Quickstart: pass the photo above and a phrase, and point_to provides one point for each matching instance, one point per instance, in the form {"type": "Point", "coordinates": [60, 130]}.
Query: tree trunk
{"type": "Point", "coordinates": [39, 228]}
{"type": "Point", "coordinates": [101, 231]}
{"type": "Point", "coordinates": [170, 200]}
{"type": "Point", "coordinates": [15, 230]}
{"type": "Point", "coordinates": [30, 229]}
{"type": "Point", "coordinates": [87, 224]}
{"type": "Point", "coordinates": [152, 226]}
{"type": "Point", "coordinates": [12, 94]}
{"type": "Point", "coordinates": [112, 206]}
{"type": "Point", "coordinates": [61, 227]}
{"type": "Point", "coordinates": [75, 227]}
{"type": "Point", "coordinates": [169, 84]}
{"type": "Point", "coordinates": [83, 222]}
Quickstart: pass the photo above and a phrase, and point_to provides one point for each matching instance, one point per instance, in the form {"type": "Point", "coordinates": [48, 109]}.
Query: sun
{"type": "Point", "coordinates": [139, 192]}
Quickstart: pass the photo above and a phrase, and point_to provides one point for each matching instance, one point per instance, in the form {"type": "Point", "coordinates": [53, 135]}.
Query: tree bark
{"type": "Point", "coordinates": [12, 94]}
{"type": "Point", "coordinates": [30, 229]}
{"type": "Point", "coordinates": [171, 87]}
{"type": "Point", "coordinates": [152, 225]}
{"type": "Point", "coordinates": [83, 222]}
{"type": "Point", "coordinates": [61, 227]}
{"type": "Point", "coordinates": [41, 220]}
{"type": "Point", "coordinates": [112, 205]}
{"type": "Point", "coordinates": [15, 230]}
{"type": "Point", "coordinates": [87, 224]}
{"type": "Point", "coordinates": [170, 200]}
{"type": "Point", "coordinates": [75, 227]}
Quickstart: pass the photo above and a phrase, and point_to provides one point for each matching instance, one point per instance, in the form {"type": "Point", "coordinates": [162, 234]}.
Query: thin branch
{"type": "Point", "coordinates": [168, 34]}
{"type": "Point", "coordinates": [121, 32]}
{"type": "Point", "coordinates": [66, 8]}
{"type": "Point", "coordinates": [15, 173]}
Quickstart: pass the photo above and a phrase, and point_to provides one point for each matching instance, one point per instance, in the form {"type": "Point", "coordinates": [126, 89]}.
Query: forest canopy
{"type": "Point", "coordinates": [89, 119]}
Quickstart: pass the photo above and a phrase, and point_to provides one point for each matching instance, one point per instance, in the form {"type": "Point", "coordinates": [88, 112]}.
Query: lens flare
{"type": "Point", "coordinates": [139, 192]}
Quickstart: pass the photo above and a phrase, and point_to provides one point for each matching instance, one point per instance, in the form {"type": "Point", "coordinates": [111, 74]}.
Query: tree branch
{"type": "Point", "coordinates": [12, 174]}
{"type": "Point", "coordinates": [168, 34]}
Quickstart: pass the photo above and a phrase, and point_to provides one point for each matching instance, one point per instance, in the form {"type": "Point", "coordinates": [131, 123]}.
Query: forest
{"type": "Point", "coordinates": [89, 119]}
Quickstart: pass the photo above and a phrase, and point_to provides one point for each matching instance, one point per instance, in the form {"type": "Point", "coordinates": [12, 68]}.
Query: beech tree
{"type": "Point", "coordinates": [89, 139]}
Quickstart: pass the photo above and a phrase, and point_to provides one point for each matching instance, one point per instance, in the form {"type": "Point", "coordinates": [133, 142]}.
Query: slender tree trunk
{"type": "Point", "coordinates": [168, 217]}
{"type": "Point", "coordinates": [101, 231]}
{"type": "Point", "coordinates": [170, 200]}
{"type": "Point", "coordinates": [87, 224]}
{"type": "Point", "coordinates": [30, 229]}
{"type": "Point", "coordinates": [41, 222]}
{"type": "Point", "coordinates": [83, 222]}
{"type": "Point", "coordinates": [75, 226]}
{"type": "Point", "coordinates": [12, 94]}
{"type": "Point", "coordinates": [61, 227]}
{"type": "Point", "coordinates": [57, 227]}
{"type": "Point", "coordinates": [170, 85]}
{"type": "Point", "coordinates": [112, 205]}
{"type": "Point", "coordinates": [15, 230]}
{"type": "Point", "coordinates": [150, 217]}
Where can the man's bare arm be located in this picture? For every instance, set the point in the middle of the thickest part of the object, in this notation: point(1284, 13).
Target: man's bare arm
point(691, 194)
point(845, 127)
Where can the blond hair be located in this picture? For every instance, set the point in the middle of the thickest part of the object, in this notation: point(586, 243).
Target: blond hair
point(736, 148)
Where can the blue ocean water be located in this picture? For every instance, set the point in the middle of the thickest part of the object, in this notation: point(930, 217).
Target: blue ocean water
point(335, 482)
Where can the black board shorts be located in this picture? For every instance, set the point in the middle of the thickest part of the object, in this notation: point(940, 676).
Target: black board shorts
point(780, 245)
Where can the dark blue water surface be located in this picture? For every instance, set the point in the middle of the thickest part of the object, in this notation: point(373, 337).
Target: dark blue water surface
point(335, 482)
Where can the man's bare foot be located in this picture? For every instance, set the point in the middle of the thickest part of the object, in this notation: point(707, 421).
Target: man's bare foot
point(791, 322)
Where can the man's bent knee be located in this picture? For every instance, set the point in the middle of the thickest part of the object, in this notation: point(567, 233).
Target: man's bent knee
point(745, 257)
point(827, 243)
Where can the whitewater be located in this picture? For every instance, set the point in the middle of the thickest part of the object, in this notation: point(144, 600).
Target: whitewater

__Work to complete__:
Every line in the material must be retyped exactly, with none omitted.

__Answer to this exercise__:
Quickstart: pass the photo above and a phrase, and point_to provides one point for each matching instance, one point per instance, in the form {"type": "Point", "coordinates": [60, 130]}.
Query: tree trunk
{"type": "Point", "coordinates": [39, 228]}
{"type": "Point", "coordinates": [101, 231]}
{"type": "Point", "coordinates": [170, 200]}
{"type": "Point", "coordinates": [15, 230]}
{"type": "Point", "coordinates": [30, 229]}
{"type": "Point", "coordinates": [87, 224]}
{"type": "Point", "coordinates": [152, 226]}
{"type": "Point", "coordinates": [12, 94]}
{"type": "Point", "coordinates": [112, 206]}
{"type": "Point", "coordinates": [61, 227]}
{"type": "Point", "coordinates": [75, 227]}
{"type": "Point", "coordinates": [169, 84]}
{"type": "Point", "coordinates": [83, 222]}
Quickstart: pass the photo above and a phrase, and point_to provides one point for each matching instance, one point per instance, in the form {"type": "Point", "coordinates": [48, 109]}.
Query: sun
{"type": "Point", "coordinates": [139, 192]}
Quickstart: pass the photo above and a phrase, and point_to provides one point for each matching instance, one point per instance, in the form {"type": "Point", "coordinates": [53, 135]}.
Query: tree bark
{"type": "Point", "coordinates": [12, 94]}
{"type": "Point", "coordinates": [30, 229]}
{"type": "Point", "coordinates": [171, 87]}
{"type": "Point", "coordinates": [152, 225]}
{"type": "Point", "coordinates": [83, 222]}
{"type": "Point", "coordinates": [61, 227]}
{"type": "Point", "coordinates": [41, 220]}
{"type": "Point", "coordinates": [112, 205]}
{"type": "Point", "coordinates": [15, 230]}
{"type": "Point", "coordinates": [87, 224]}
{"type": "Point", "coordinates": [170, 200]}
{"type": "Point", "coordinates": [75, 227]}
Quickstart: pass the photo above and a phrase, and point_to provides one point for each matching instance, one point per instance, in the form {"type": "Point", "coordinates": [162, 234]}.
Query: thin branch
{"type": "Point", "coordinates": [168, 34]}
{"type": "Point", "coordinates": [121, 32]}
{"type": "Point", "coordinates": [66, 8]}
{"type": "Point", "coordinates": [15, 173]}
Quickstart: pass the photo above and a phrase, and point_to provides one point for each matching instance, one point per instance, in the form {"type": "Point", "coordinates": [126, 89]}.
Query: forest canopy
{"type": "Point", "coordinates": [89, 119]}
Quickstart: pass the photo above and a phrase, and point_to provides one point for each matching instance, one point per instance, in the form {"type": "Point", "coordinates": [88, 112]}.
Query: lens flare
{"type": "Point", "coordinates": [139, 192]}
Quickstart: pass the photo above and a phrase, and point_to provides one point for each matching instance, one point per instance, in the form {"type": "Point", "coordinates": [111, 74]}.
Query: tree branch
{"type": "Point", "coordinates": [12, 174]}
{"type": "Point", "coordinates": [168, 34]}
Quickstart: pass the photo above and a phrase, and point_to provides one point for each matching instance, one point per instance, in the form {"type": "Point", "coordinates": [131, 123]}.
Query: forest
{"type": "Point", "coordinates": [89, 119]}
Quickstart: pass the photo above and a phrase, and point_to provides one point for each matching instance, one point per instance, in the form {"type": "Point", "coordinates": [12, 68]}.
Query: beech tree
{"type": "Point", "coordinates": [89, 139]}
Quickstart: pass the photo above and a phrase, and point_to provides one point for each matching instance, one point per instance, in the form {"type": "Point", "coordinates": [133, 142]}.
Query: slender tree trunk
{"type": "Point", "coordinates": [168, 217]}
{"type": "Point", "coordinates": [101, 231]}
{"type": "Point", "coordinates": [170, 200]}
{"type": "Point", "coordinates": [87, 224]}
{"type": "Point", "coordinates": [30, 229]}
{"type": "Point", "coordinates": [41, 222]}
{"type": "Point", "coordinates": [83, 222]}
{"type": "Point", "coordinates": [75, 226]}
{"type": "Point", "coordinates": [12, 94]}
{"type": "Point", "coordinates": [61, 227]}
{"type": "Point", "coordinates": [57, 227]}
{"type": "Point", "coordinates": [170, 85]}
{"type": "Point", "coordinates": [112, 205]}
{"type": "Point", "coordinates": [15, 230]}
{"type": "Point", "coordinates": [150, 217]}
Where can the man's bare arm be located in this picture? For every instance, set the point in the middle of the thickest part of the object, in this notation: point(1284, 13).
Target: man's bare arm
point(691, 194)
point(845, 127)
Where can the blond hair be located in this picture? For every instance, set the point in the middle of the thickest part of the object, in this notation: point(586, 243).
Target: blond hair
point(736, 148)
Where can the blue ocean water be located in this picture? For every instance, set the point in the middle of the thickest part of the object, in this notation: point(930, 217).
Target: blue ocean water
point(335, 482)
Where can the black board shorts be located in this picture? For every instance, set the point in the middle of the thickest part of the object, in this notation: point(940, 676).
Target: black board shorts
point(780, 245)
Where can the dark blue water surface be located in this picture? For every instance, set the point in the middle of the thickest part of the object, in this notation: point(373, 337).
Target: dark blue water surface
point(335, 482)
Where can the man's bare foot be located in this picture? For every instance, set the point in the middle of the thickest part of the object, in this notation: point(707, 421).
Target: man's bare foot
point(791, 322)
Where can the man's bent knee be located in this picture? For every instance, set the point in the middle of the thickest part of the object, in this notation: point(567, 233).
Target: man's bent knee
point(745, 257)
point(827, 243)
Where can the whitewater be located in this picture? For every instance, set the point in the middle of the thickest part of the object, in this notation: point(144, 600).
Target: whitewater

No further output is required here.